**Work to complete**
Please reproduce the listing below with "greenhouse-bench survey" swapped for "street-scene survey" everywhere it occurs, keeping every other character the same.

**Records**
════════════════

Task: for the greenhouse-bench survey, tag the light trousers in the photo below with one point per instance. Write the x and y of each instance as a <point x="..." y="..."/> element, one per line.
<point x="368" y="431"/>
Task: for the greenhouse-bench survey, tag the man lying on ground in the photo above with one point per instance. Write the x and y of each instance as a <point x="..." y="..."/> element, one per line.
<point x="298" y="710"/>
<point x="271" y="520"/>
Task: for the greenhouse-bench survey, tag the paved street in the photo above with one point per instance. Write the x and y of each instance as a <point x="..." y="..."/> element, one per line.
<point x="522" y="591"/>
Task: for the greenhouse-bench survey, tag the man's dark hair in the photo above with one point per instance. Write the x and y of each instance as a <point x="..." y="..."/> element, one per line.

════════════════

**Response to the task**
Task: for the street-scene survey, tag the light trousers in the photo below with one point per instance. Write the x and y of each instance as a <point x="..." y="..."/> element, one per line.
<point x="368" y="431"/>
Task: for the street-scene survey, tag the man lying on ground in the photo above with one point per instance. Write the x and y of each instance as a <point x="..." y="..."/> element, one per line.
<point x="298" y="710"/>
<point x="271" y="520"/>
Task: for the street-scene survey, tag the paved street in the photo above with one point per instance. Write the x and y of each instance as a <point x="..." y="..."/> element, one per line.
<point x="522" y="591"/>
Task: for the street-scene survey, tag the man's dark hair in the photo above with one point per instance. Write the x and y of each instance as a <point x="..." y="..."/> element, one per line.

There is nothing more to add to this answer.